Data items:
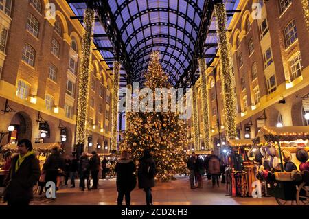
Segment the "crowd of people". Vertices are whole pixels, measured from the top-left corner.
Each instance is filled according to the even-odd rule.
[[[225,166],[219,157],[212,152],[203,160],[200,155],[192,152],[189,157],[187,167],[190,172],[189,178],[192,189],[203,188],[203,176],[206,174],[208,180],[212,180],[212,187],[219,187],[219,177],[223,172]],[[194,182],[197,184],[195,186]],[[222,182],[224,183],[224,174]]]

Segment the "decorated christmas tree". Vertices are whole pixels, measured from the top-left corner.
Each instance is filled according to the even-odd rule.
[[[163,111],[163,106],[160,106],[159,112],[155,110],[156,106],[158,108],[154,105],[155,89],[172,87],[160,64],[158,52],[151,55],[145,77],[145,87],[153,91],[153,97],[153,97],[153,111],[131,112],[126,115],[129,126],[122,133],[124,140],[121,148],[131,151],[136,164],[143,156],[144,150],[150,150],[157,165],[157,178],[167,181],[174,179],[176,174],[186,172],[184,149],[187,144],[187,127],[185,120],[181,119],[177,113],[171,110],[170,94],[168,97],[170,100],[168,111]],[[141,100],[144,97],[139,98]],[[161,98],[167,97],[161,96]]]

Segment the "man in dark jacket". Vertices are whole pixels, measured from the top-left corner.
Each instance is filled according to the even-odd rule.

• _What the task requires_
Turn every line of the listing above into a numbered list, leaving out the blank lines and the pictures.

• _Task response_
1. Segment the "crowd of people". Vertices are whole pixels, measured from the top-left corner.
2. Each instance is filled according to the even-odd rule.
3. [[[225,166],[219,157],[212,152],[203,160],[200,155],[192,152],[189,157],[187,167],[190,172],[189,178],[192,189],[203,188],[203,176],[206,174],[208,180],[212,180],[212,187],[219,187],[219,177],[223,172]],[[194,182],[197,184],[195,186]],[[222,182],[224,183],[224,174]]]
4. Segment the "decorated christmas tree". Vertices are whole pixels, measured from the top-left corner.
5. Each instance is filled according to the even-odd rule.
6. [[[163,111],[163,106],[160,106],[159,112],[155,110],[156,106],[158,108],[154,105],[155,89],[172,87],[160,64],[158,52],[151,55],[145,77],[145,87],[153,91],[153,97],[153,97],[153,111],[131,112],[126,115],[129,126],[122,133],[124,140],[121,148],[131,151],[136,164],[143,156],[144,150],[150,150],[157,165],[157,178],[167,181],[174,179],[176,174],[186,172],[184,149],[187,144],[187,127],[185,120],[181,119],[177,113],[171,110],[170,94],[168,97],[170,100],[168,111]],[[141,100],[144,97],[139,98]],[[161,98],[167,97],[161,96]]]
7. Segment the "man in dark jacket". Vertices are whole pixels, measured from the top-left corner.
8. Each instance is filled according to the even-odd rule.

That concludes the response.